**TASK TO CARRY OUT**:
Could you give the records below again exactly, without the pictures?

**DATASET RECORDS**:

_ _ _ _ _

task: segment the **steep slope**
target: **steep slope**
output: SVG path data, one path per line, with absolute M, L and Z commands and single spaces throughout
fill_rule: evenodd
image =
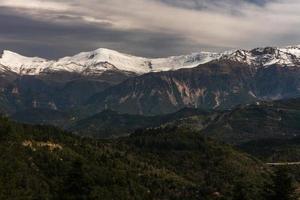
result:
M 218 60 L 192 69 L 128 79 L 92 97 L 84 112 L 108 108 L 121 113 L 157 115 L 183 107 L 227 109 L 258 100 L 299 96 L 299 88 L 297 66 L 257 68 Z
M 268 180 L 258 160 L 186 130 L 103 141 L 1 118 L 0 133 L 1 199 L 262 199 Z

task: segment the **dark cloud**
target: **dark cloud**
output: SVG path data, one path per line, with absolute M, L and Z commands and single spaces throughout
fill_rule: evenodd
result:
M 0 49 L 44 58 L 59 58 L 100 47 L 150 57 L 190 53 L 201 48 L 176 34 L 122 31 L 107 25 L 51 23 L 9 14 L 3 8 L 0 27 Z
M 0 0 L 0 49 L 163 57 L 290 45 L 300 43 L 299 9 L 298 0 Z

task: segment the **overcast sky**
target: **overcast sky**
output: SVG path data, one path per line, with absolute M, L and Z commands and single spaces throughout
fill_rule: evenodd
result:
M 0 0 L 0 49 L 147 57 L 300 44 L 299 0 Z

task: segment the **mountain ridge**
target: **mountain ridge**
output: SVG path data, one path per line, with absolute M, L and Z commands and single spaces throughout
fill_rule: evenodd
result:
M 58 60 L 47 60 L 39 57 L 25 57 L 12 51 L 4 50 L 0 58 L 0 64 L 20 75 L 39 75 L 51 71 L 97 75 L 109 70 L 132 72 L 139 75 L 152 71 L 196 67 L 219 56 L 219 53 L 199 52 L 190 55 L 151 59 L 99 48 Z
M 9 114 L 32 108 L 71 109 L 83 117 L 107 108 L 142 115 L 184 107 L 230 109 L 299 96 L 300 46 L 222 56 L 203 52 L 151 62 L 107 49 L 57 62 L 5 51 L 0 76 L 1 110 Z
M 92 96 L 85 112 L 105 108 L 157 115 L 183 107 L 230 109 L 238 104 L 300 95 L 300 68 L 255 67 L 237 61 L 212 61 L 196 68 L 148 73 Z
M 131 72 L 137 75 L 149 72 L 193 68 L 217 60 L 232 60 L 253 66 L 300 65 L 300 45 L 262 47 L 252 50 L 230 50 L 221 53 L 200 51 L 188 55 L 166 58 L 145 58 L 118 51 L 99 48 L 57 60 L 26 57 L 4 50 L 0 57 L 0 71 L 7 69 L 19 75 L 40 75 L 49 72 L 75 72 L 83 75 L 100 75 L 106 71 Z

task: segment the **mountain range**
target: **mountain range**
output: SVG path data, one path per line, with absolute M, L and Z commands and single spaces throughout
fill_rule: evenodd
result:
M 51 109 L 83 119 L 106 109 L 160 115 L 229 109 L 300 94 L 300 46 L 141 58 L 98 49 L 58 60 L 5 50 L 0 112 Z
M 18 122 L 0 116 L 0 198 L 296 197 L 299 52 L 4 51 L 0 112 Z
M 256 48 L 253 50 L 232 50 L 223 53 L 199 52 L 168 58 L 142 58 L 119 53 L 110 49 L 82 52 L 72 57 L 47 60 L 39 57 L 25 57 L 4 50 L 0 58 L 0 70 L 19 75 L 40 75 L 55 72 L 80 73 L 87 76 L 99 75 L 106 71 L 122 71 L 145 74 L 193 68 L 213 60 L 232 60 L 252 66 L 300 64 L 300 45 L 284 48 Z
M 79 53 L 72 57 L 47 60 L 38 57 L 25 57 L 4 50 L 0 59 L 1 71 L 10 71 L 19 75 L 40 75 L 55 72 L 79 73 L 86 76 L 100 75 L 106 71 L 145 74 L 192 68 L 199 64 L 218 59 L 221 53 L 200 52 L 191 55 L 169 58 L 149 59 L 119 53 L 110 49 L 97 49 Z

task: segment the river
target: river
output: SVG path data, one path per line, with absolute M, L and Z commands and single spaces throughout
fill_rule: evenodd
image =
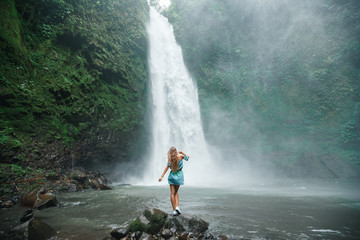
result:
M 180 207 L 230 239 L 360 239 L 359 180 L 281 180 L 228 188 L 180 188 Z M 103 239 L 148 207 L 171 213 L 165 186 L 115 186 L 109 191 L 58 195 L 62 207 L 35 215 L 60 236 Z M 25 208 L 2 210 L 1 227 L 15 225 Z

_ _ _ _ _

**ANSWER AREA**:
task: segment the **steep slope**
target: **steep slope**
output: SVG path data, one path per line, with absolute M, L and Z commands and single spaces throughout
fill_rule: evenodd
image =
result:
M 218 60 L 192 69 L 128 79 L 92 97 L 84 112 L 108 108 L 121 113 L 157 115 L 183 107 L 227 109 L 258 100 L 299 96 L 299 88 L 297 66 L 257 68 Z
M 268 180 L 258 160 L 186 130 L 103 141 L 1 118 L 0 133 L 1 199 L 262 199 Z

task: segment the **dark cloud**
target: **dark cloud**
output: SVG path data, one path per line, with absolute M, L and Z commands and single spaces throughout
fill_rule: evenodd
result:
M 0 49 L 44 58 L 59 58 L 100 47 L 150 57 L 190 53 L 201 48 L 176 34 L 122 31 L 107 25 L 51 23 L 9 14 L 3 8 L 0 27 Z
M 0 0 L 0 49 L 163 57 L 290 45 L 300 43 L 299 9 L 298 0 Z

task: segment the **overcast sky**
target: **overcast sky**
output: SVG path data, one path per line, with absolute M, L and Z commands and single spaces throughout
fill_rule: evenodd
result:
M 0 0 L 0 49 L 147 57 L 300 44 L 299 0 Z

task: segment the **mountain ridge**
target: **mountain ridge**
output: SVG path data, one path per line, with absolute M, L and Z commands and single spaces throughout
fill_rule: evenodd
result:
M 58 60 L 47 60 L 39 57 L 25 57 L 12 51 L 4 50 L 0 58 L 0 64 L 20 75 L 39 75 L 51 71 L 97 75 L 109 70 L 132 72 L 139 75 L 152 71 L 196 67 L 219 56 L 219 53 L 199 52 L 190 55 L 151 59 L 99 48 Z
M 9 114 L 32 108 L 71 109 L 83 117 L 107 108 L 142 115 L 184 107 L 230 109 L 299 96 L 300 46 L 222 56 L 203 52 L 151 62 L 107 49 L 57 62 L 5 51 L 0 76 L 1 110 Z
M 92 96 L 85 112 L 105 108 L 157 115 L 183 107 L 230 109 L 238 104 L 300 95 L 300 68 L 255 67 L 237 61 L 212 61 L 196 68 L 148 73 Z
M 131 72 L 137 75 L 149 72 L 193 68 L 217 60 L 232 60 L 253 66 L 300 65 L 300 45 L 262 47 L 252 50 L 230 50 L 221 53 L 200 51 L 188 55 L 166 58 L 145 58 L 118 51 L 99 48 L 57 60 L 26 57 L 4 50 L 0 57 L 0 71 L 7 69 L 19 75 L 40 75 L 49 72 L 75 72 L 83 75 L 100 75 L 106 71 Z

task: segment the **mountain range**
target: **mountain range**
output: SVG path data, one path per line, with absolute M, L and Z commands and single spaces throughout
fill_rule: evenodd
result:
M 51 109 L 83 119 L 106 109 L 160 115 L 229 109 L 300 94 L 300 46 L 141 58 L 98 49 L 58 60 L 5 50 L 0 112 Z
M 18 122 L 0 116 L 0 198 L 296 197 L 299 52 L 4 51 L 0 112 Z
M 256 48 L 253 50 L 232 50 L 223 53 L 199 52 L 168 58 L 142 58 L 119 53 L 110 49 L 82 52 L 72 57 L 47 60 L 39 57 L 25 57 L 4 50 L 0 58 L 0 70 L 19 75 L 40 75 L 55 72 L 80 73 L 87 76 L 99 75 L 106 71 L 122 71 L 145 74 L 193 68 L 213 60 L 232 60 L 252 66 L 300 64 L 300 45 L 284 48 Z
M 79 53 L 72 57 L 47 60 L 38 57 L 25 57 L 4 50 L 0 59 L 1 71 L 10 71 L 19 75 L 40 75 L 55 72 L 79 73 L 86 76 L 100 75 L 106 71 L 145 74 L 192 68 L 199 64 L 218 59 L 221 53 L 200 52 L 191 55 L 169 58 L 149 59 L 119 53 L 110 49 L 97 49 Z

task: segment the river
target: river
output: SVG path data, one path per line, with absolute M, L and Z commands and single spaces throughout
fill_rule: evenodd
image =
result:
M 180 207 L 230 239 L 360 239 L 359 180 L 281 180 L 228 188 L 180 188 Z M 103 239 L 148 207 L 171 213 L 165 186 L 115 186 L 109 191 L 58 195 L 62 207 L 35 215 L 60 236 Z M 25 208 L 2 210 L 1 227 L 15 225 Z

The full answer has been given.